===== PROVIDED TEXT =====
A hundred and thirty eight a hundred excuse me, thirteen eighty seven patients were treated with their first TNF inhibitor over a fifteen year period 02/2018. That thirteen hundred, fourteen hundred compared to seven thousand comparators. Over time, the SI rate, and that's a fifteen year period, the SIE, serious infectious event rate, dropped fifty two percent. Fifty two percent! That's in your lifetime and mine, and that was significant.

But turns out that the controls infection rates, serious infection rates, did not change over that fifteen year period, nor did the use of antibiotics change over that fifteen year period. I've always wondered this. If you you say that that, again, I tell you it's wrong to blame the infection and the cancer on the biologic, on the TNF inhibitor. It's wrong. That really is what's driving risk of infection and cancer is inflammation.

And if you can treat the inflammation, correct the inflammation, that the risk of cancer should go down. The risk of infection should go down. And you know what? There's several reports that have shown that patients who are effectively treated, and when you lower the activity level, that the risk of malignancies do go down. Similarly, we'd like to see the risk go down of infection, and there's very few bits of evidence on this, and this is one of them.
=====
▶ THE TASK: Reproduce the stretch of the passage on TNF inhibitors from "A hundred and" through "that was significant.". The listing is not required for this exercise.
===== INPUT DATA =====
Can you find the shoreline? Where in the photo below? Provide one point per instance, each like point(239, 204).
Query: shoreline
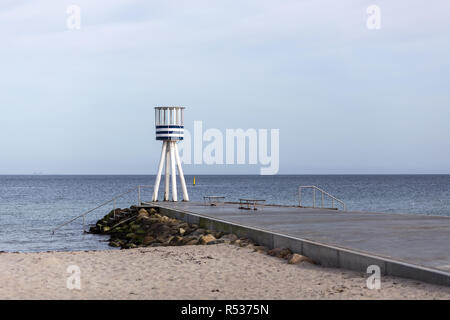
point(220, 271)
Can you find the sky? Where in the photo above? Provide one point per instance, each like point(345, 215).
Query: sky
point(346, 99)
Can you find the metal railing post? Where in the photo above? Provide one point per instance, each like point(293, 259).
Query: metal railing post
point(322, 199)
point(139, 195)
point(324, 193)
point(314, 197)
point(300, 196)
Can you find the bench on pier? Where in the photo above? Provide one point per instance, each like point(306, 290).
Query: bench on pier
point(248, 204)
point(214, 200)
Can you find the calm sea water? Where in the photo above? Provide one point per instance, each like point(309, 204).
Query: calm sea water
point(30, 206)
=====
===== INPUT DATA =====
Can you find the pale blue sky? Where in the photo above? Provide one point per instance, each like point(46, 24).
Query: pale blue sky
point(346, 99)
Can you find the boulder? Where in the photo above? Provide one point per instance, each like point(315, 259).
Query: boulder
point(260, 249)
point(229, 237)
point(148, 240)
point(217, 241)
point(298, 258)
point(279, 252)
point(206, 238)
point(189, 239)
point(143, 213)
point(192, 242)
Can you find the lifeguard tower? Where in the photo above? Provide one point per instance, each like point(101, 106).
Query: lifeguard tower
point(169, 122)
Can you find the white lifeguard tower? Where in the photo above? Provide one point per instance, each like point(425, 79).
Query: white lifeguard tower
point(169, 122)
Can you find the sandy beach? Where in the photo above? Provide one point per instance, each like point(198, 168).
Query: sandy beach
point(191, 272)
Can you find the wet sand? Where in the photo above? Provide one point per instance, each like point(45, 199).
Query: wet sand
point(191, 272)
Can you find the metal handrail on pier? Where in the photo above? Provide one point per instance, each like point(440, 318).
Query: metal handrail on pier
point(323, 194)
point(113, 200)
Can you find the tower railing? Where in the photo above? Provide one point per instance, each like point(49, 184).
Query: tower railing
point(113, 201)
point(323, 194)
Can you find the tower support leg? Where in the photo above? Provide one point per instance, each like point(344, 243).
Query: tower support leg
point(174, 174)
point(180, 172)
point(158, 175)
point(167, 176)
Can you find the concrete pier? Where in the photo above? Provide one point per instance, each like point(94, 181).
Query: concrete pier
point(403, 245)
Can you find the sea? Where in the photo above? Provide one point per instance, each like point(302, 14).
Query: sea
=====
▶ TASK RESPONSE:
A hundred and thirty eight a hundred excuse me, thirteen eighty seven patients were treated with their first TNF inhibitor over a fifteen year period 02/2018. That thirteen hundred, fourteen hundred compared to seven thousand comparators. Over time, the SI rate, and that's a fifteen year period, the SIE, serious infectious event rate, dropped fifty two percent. Fifty two percent! That's in your lifetime and mine, and that was significant.